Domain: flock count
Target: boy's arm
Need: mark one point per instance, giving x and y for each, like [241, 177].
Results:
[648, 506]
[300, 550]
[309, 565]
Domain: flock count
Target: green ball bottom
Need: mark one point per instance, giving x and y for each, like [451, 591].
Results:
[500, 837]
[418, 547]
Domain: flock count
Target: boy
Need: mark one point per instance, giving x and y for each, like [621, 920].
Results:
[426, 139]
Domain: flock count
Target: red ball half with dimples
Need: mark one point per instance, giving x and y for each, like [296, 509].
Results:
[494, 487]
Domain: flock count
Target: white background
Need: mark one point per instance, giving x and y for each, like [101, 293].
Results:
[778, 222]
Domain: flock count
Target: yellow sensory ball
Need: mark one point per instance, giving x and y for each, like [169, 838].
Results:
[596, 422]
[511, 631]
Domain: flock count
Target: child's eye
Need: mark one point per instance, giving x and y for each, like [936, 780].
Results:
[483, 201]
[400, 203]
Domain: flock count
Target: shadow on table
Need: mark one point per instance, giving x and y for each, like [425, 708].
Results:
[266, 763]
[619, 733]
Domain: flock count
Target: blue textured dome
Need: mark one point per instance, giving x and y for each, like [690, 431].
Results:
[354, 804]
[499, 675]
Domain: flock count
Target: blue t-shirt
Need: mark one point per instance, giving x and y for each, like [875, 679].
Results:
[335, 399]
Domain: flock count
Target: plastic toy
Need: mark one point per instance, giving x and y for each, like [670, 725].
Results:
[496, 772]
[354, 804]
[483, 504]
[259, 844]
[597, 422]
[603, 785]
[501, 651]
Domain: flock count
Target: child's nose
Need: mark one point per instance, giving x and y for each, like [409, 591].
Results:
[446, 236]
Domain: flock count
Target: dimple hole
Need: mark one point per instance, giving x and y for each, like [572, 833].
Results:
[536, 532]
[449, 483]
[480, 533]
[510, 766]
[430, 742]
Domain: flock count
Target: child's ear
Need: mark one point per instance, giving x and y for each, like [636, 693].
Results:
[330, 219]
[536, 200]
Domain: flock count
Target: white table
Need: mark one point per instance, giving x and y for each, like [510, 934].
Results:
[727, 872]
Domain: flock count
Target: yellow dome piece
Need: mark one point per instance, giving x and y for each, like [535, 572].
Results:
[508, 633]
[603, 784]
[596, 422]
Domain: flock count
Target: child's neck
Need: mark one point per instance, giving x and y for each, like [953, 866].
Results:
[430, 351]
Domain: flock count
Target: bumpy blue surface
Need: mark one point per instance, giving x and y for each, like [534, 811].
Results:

· · · · · · ·

WRITTEN PROBLEM: Quote each line of the listing above exactly.

RESULT BELOW:
Domain: flock count
Target: boy's arm
Need: mark one point per instance, giving x and y for each, like [241, 177].
Results:
[648, 506]
[300, 550]
[309, 565]
Domain: flock count
Target: green ball bottom
Need: mark one point per instance, giving x and y for each, like [451, 591].
Results:
[500, 837]
[418, 547]
Domain: flock count
Target: boy
Need: mark one point per instance, giving x and y for each, like [621, 920].
Results:
[426, 139]
Domain: flock count
Target: red ball half with dimples
Need: mark one point per instance, giving x and y for each, like [296, 509].
Results:
[494, 487]
Domain: flock count
Target: white background
Need: mark one point per instance, giving x and y for each, like [101, 293].
Results:
[778, 222]
Domain: flock count
Target: yellow sensory ball
Need: mark one point per instance, giving x and y for each, like [169, 838].
Results:
[596, 422]
[511, 631]
Domain: flock count
Target: child's eye
Need: mark one point per instance, giving x and y for each, like [936, 780].
Results:
[483, 201]
[400, 203]
Domain: flock count
Target: shadow on table
Need: mark one point per instance, giving x and y for each, like [425, 708].
Results:
[266, 763]
[619, 733]
Domain: flock count
Target: blue textured dome
Need: mark one point per instance, giving x and y for each, like [690, 431].
Results:
[354, 804]
[499, 675]
Domain: flock count
Target: blue t-shirt
Need: mark one point per instance, giving x and y for each, like [875, 679].
Results:
[335, 399]
Domain: flock count
Target: plastic toy
Need: mark one point per instance, giving x and y for each, like [670, 725].
Results:
[496, 772]
[354, 804]
[483, 504]
[259, 844]
[597, 422]
[603, 785]
[501, 651]
Domain: flock count
Target: child's nose
Need: mark one point per instance, giving x and y for each, like [409, 591].
Results:
[446, 236]
Domain: flock count
Target: dimple hole
Need: mark one point per instance, giving x and y for each, like [572, 833].
Results:
[536, 532]
[449, 483]
[480, 533]
[510, 766]
[430, 742]
Domain: flock count
Target: child's ear
Need: mark one point per instance, giving x and y for each, like [636, 693].
Results:
[330, 219]
[536, 200]
Domain: flock count
Target: white table
Need: mark one point per instance, giving x and y for each, like [510, 934].
Results:
[727, 872]
Domain: flock count
Target: yellow dome piece
Need: mark one point per instance, giving x and y for each, like [535, 572].
Results:
[508, 633]
[603, 784]
[596, 422]
Domain: flock count
Target: child's neck
Need: mark one point per instance, giving x and y for each, like [953, 866].
Results:
[430, 351]
Domain: flock count
Target: bumpy blue surface
Need: mark one point per instance, giving x and y for each, like [534, 811].
Results:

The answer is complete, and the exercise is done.